[Opening Data for this task section]

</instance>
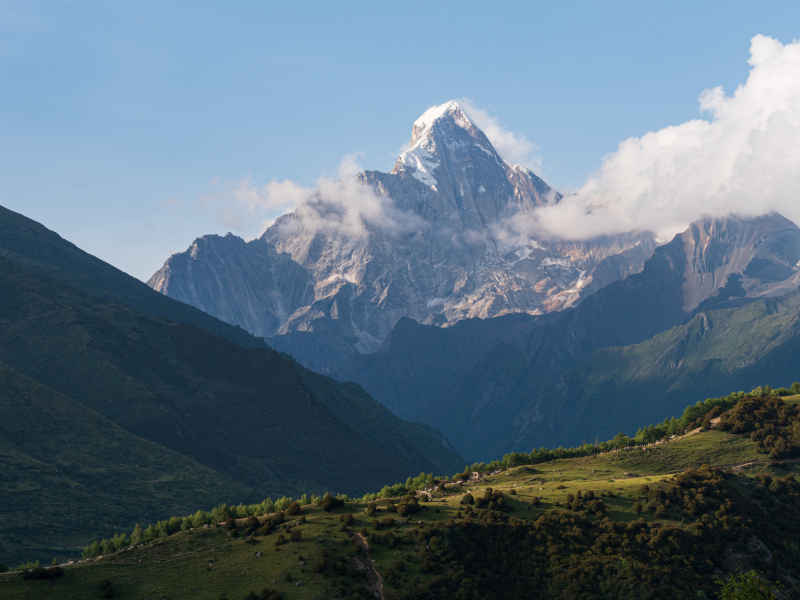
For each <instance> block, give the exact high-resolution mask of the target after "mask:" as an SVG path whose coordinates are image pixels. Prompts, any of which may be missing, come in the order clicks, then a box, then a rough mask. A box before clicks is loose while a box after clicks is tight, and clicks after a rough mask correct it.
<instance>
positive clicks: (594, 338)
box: [295, 215, 800, 459]
mask: <svg viewBox="0 0 800 600" xmlns="http://www.w3.org/2000/svg"><path fill="white" fill-rule="evenodd" d="M798 237H800V234H798V230H797V228H796V227H795V226H794V225H793V224H791V223H789V222H788V221H786V219H783V218H782V217H780V216H777V215H772V216H768V217H762V218H759V219H754V220H741V219H734V218H731V219H728V220H723V221H722V222H714V221H709V222H703V223H699V224H695V225H693V226H692V227H690V228H689V229H688V230H687V231H686V232H685V233H684V234H682V235H680V236H677V237H676V238H675V239H674V240H673V241H672V242H670V243H669V244H667V245H664V246H661V247H659V248H657V249H656V251H655V253H654V255H653V257H652V258H651V259H650V260H649V261H648V262H647V263H646V265H645V268H644V270H643V271H642V273H639V274H636V275H632V276H631V277H628V278H627V279H625V280H622V281H618V282H616V283H613V284H611V285H609V286H608V287H606V288H603V289H601V290H599V291H598V292H596V293H594V294H593V295H591V296H589V297H587V298H586V299H585V300H583V302H582V303H581V304H579V305H578V306H577V307H575V308H572V309H569V310H566V311H563V312H561V313H554V314H548V315H543V316H539V317H532V316H527V315H509V316H505V317H498V318H494V319H487V320H470V321H462V322H460V323H458V324H456V325H454V326H452V327H449V328H445V329H442V328H437V327H432V326H425V325H420V324H417V323H415V322H413V321H411V320H408V319H404V320H401V321H400V322H398V324H397V326H396V327H395V329H394V330H393V332H392V333H391V335H390V336H389V338H388V339H387V341H386V343H385V344H384V346H383V348H382V349H381V350H380V351H378V352H377V353H375V354H371V355H354V356H351V357H350V358H349V362H347V361H345V363H344V364H343V365H340V367H339V369H340V370H339V372H338V373H337V375H338V376H340V377H342V378H344V379H353V380H355V381H358V382H360V383H361V384H362V385H364V387H365V388H366V389H367V391H369V392H370V394H372V395H373V396H374V397H375V398H377V399H378V400H380V401H382V402H384V403H385V404H386V405H387V406H388V407H389V408H391V409H392V410H393V411H395V412H396V413H397V414H399V415H400V416H402V417H404V418H409V419H413V420H419V421H422V422H426V423H429V424H431V425H432V426H434V427H437V428H439V429H441V430H442V431H443V432H444V433H445V434H446V435H447V436H448V438H449V439H450V440H451V441H452V442H453V443H454V445H455V446H456V447H457V448H458V449H459V450H460V451H461V452H462V453H464V454H465V455H466V456H467V457H468V458H471V459H480V458H484V457H487V456H498V455H501V454H503V453H504V452H507V451H509V450H517V449H525V448H530V447H532V446H549V445H559V444H564V443H567V444H569V443H580V442H584V441H593V440H595V439H598V438H600V439H602V438H604V437H608V436H610V435H613V434H614V433H615V432H617V431H620V430H626V429H629V428H631V427H635V426H636V424H637V423H642V422H648V421H653V420H657V419H661V418H663V417H664V416H666V415H668V414H671V413H672V412H673V411H675V410H676V409H678V408H679V407H680V405H681V402H682V398H684V397H685V394H686V393H687V392H688V393H691V394H699V395H716V394H720V393H723V392H724V391H726V390H727V389H729V387H730V386H731V385H732V384H733V385H740V386H741V387H743V388H749V387H752V386H754V385H756V384H758V383H759V382H761V381H764V380H769V381H776V382H782V383H786V382H789V381H791V378H792V377H793V376H794V371H793V368H792V367H793V365H792V363H791V360H789V357H790V356H791V348H792V347H793V346H792V343H793V342H792V341H791V340H792V339H796V338H793V336H795V334H796V328H795V327H794V323H795V322H796V321H795V319H796V314H797V312H798V311H797V309H796V300H792V298H795V297H796V296H795V295H796V292H793V290H795V289H796V282H795V281H794V278H796V275H792V276H791V277H790V278H789V279H786V280H781V281H780V285H779V287H778V288H774V289H773V288H772V287H770V286H773V285H775V282H774V281H772V279H771V276H770V275H769V273H767V271H769V269H767V270H764V269H762V270H759V269H760V268H761V267H763V266H764V265H765V264H766V263H767V262H769V263H770V264H774V265H777V264H779V263H780V261H783V262H787V261H788V262H791V261H793V260H795V257H796V256H797V252H798ZM753 256H755V258H753ZM760 256H763V257H765V258H759V257H760ZM766 257H770V258H769V260H768V258H766ZM781 257H783V258H781ZM786 257H789V258H786ZM780 264H782V263H780ZM753 265H755V266H753ZM775 269H776V270H777V267H775ZM747 290H757V291H758V293H759V294H760V293H767V291H765V290H769V292H768V295H770V296H775V297H774V298H769V299H767V298H750V297H747V294H748V292H747ZM793 294H794V295H793ZM711 315H713V317H712V316H711ZM778 315H779V316H778ZM693 323H694V325H693ZM697 323H700V324H702V323H705V325H704V326H700V327H699V330H698V326H697ZM687 327H688V328H689V329H688V330H687V329H686V328H687ZM673 328H677V329H673ZM698 331H701V333H698ZM682 332H685V333H682ZM295 335H299V334H295ZM701 339H704V340H706V341H704V342H703V343H702V344H701V343H699V341H700V340H701ZM782 344H783V345H782ZM779 346H780V347H779ZM626 347H630V350H618V349H619V348H626ZM781 348H783V349H781ZM695 352H699V353H700V354H698V355H696V356H695V355H694V354H693V353H695ZM775 353H777V354H775ZM787 353H788V354H787ZM701 363H702V364H701Z"/></svg>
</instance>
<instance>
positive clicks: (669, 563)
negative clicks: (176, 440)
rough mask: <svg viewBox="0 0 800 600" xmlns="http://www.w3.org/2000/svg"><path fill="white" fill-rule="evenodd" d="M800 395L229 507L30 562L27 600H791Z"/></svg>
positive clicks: (222, 506) (20, 580)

[Closing Data for this task section]

What you should do
Write out, exactly and with no pictures, the lines of the data from the first through the line containing "positive clicks: (594, 338)".

Reply to the exercise
</instance>
For each <instance> block, give the exact high-resolution mask of the target after "mask:" as an SVG path whose coordinates are image pixels. Prompts, any of which may be missing, come in the order clicks, then a box, then a rough mask. A box before clicks is loose while a box after clicks is tight, and clicks after a rough mask correct it.
<instance>
positive clicks: (594, 338)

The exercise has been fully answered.